**Page**
L'Express, France
4 sept 2012
Meurtre d'un Arménien: "l'assassinat a été commis sous le patronage de
l'Etat azéri"
Par LEXPRESS.fr, publié le 04/09/2012 à 16:53, mis à jour à 17:18
L'accueil reçu dans son pays par l'Azéri Ramil Safarov, condamné à
perpétuité en Hongrie pour un meurtre commis en 2004, et ajussitôt
gracié a ravivé les tensions entre Erevan et Bakou. La réaction de
l'ambassadeur d'Arménie à Paris, Viken Tchitétchian.
Très vive tension entre l'Arménie et l'Azerbaïdjan. Suspension des
relations diplomatiques entre la Hongrie et l'Arménie. Provocation
ouverte de Bakou à l'égard de l'Union européenne et de la communauté
internationale. A l'origine, un meurtre horrible perpétré par un
soldat azerbaïdjanais à l'encontre d'un jeune officier arménien en
Hongrie, dans le cadre d'un stage de formation organisé par l'OTAN. Le
meurtrier, condamné à 30 années de prison incompressibles par la
justice hongroise, a été subitement extradé vers Bakou, le vendredi 31
septembre, puis aussitôt gracié par le président de l'Azerbaïdjan et
accueilli comme un héros national.
L'ambassadeur d'Arménie à Paris, Viken Tchitétchian, livre ici son
indignation et fait part de son inquiétude sur l'évolution de la
situation.
Dans quelles conditions un jeune officier arménien, Gourguen
Margarian, a-t-il été tué par le militaire azerbaïdjanais Ramil
Safarov?
Viken Tchitétchian, ambassadeur d'Arménie à Paris: "L'Arménie n'est
pas surprise par l'attitude de Bakou, mais s'indigne de la décision de
la Hongrie."
DR
«
L'argent du pétrole vaut-il plus que la morale humaine et les valeurs
fondamentales qui font l'Europe? »

**Matériel fourni**
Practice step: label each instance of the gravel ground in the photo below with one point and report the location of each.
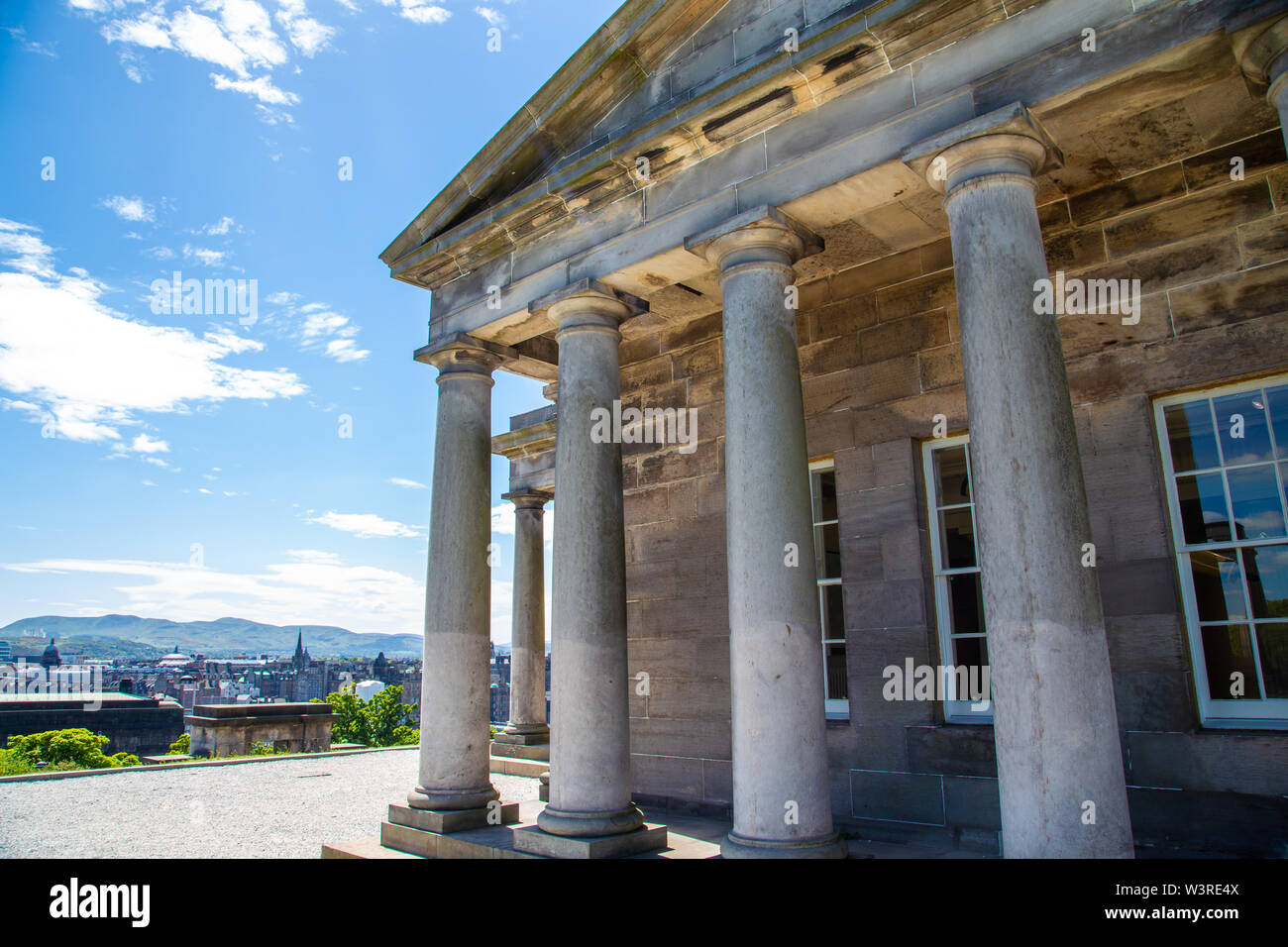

**Consigne A**
Les affirmations suivantes concordent-elles avec l'article sur le meurtre de Gourguen Margarian ? (i) La justice hongroise a condamné le meurtrier à 30 années de prison incompressibles. (ii) Le meurtre a été commis lors d'un stage de formation organisé par l'Union européenne. (iii) Selon l'ambassadeur, l'Arménie est surprise par l'attitude de Bakou. Répondez par oui ou par non pour chacune, en citant mot pour mot les termes de l'article qui tranchent.
**Consigne B**
Pouvez-vous recopier le passage de l'article sur le meurtre de Gourguen Margarian qui commence par « Par LEXPRESS.fr, publié » et va jusqu'à « Paris, Viken Tchitétchian. » inclus ?
**Consigne C**
Que pourrait dire la suite de l'article sur le meurtre de Gourguen Margarian ? Poursuivez-le à partir de l'endroit où il s'arrête.

**Réponse attendue A**
(i) Oui : « condamné à 30 années de prison incompressibles par la justice hongroise ».
(ii) Non : « dans le cadre d'un stage de formation organisé par l'OTAN ».
(iii) Non : « L'Arménie n'est pas surprise par l'attitude de Bakou ».

**Réponse attendue B**
Par LEXPRESS.fr, publié le 04/09/2012 à 16:53, mis à jour à 17:18
L'accueil reçu dans son pays par l'Azéri Ramil Safarov, condamné à
perpétuité en Hongrie pour un meurtre commis en 2004, et ajussitôt
gracié a ravivé les tensions entre Erevan et Bakou. La réaction de
l'ambassadeur d'Arménie à Paris, Viken Tchitétchian.

**Réponse attendue C**
Le 19 février 2004, Gourguen Margarian, officier de l''armée
arménienne -qui participait à une formation d'anglais organisée à
Budapest dans le cadre d'un programme du "Partenariat pour la paix" de
l'OTAN- a été assassiné par l'officier azéri Ramil Safarov, qui
participait à la même formation. Aveuglé par le racisme et la haine
ethnique cultivée au niveau de l'Etat azéri, ce dernier a égorgé, à 16
coups de hache, Gourguen Margarian pendant son sommeil. Il était 5
heures du matin. Cet acte d'une rare atrocité, commis froidement, a
alors choqué toute la société hongroise, mais aussi tous les pays et
de nombreux responsables de l'OTAN. Toutes les instances européennes
nous ont néanmoins recommandé de faire confiance à la justice et de
dépasser l'émotion pour s'en remettre à la souveraineté du jugement
sévère qui serait rendu à l'encontre du coupable: on voulait
absolument convaincre les autorités arméniennes qu'il s'agissait de
l'acte d'un dément, d'un acte isolé. Nous disons aujourd'hui, face à
l'évidence des suites données par Bakou à cette affaire, qu'il ne
s'agit en rien d'un acte isolé. Nous n'avons cessé d'alerter tous nos
partenaires et interlocuteurs des risques de transfèrement de Safarov
vers l'Azerbaïdjan, et le comportement de l'Azerbaïdjan a montré que
nous avions, hélas, raison.
Que s'est-il passé pour que la justice hongroise, qui a initialement
condamné Safarov à la perpétuité, accède finalement à la demande
d'extradition de Bakou?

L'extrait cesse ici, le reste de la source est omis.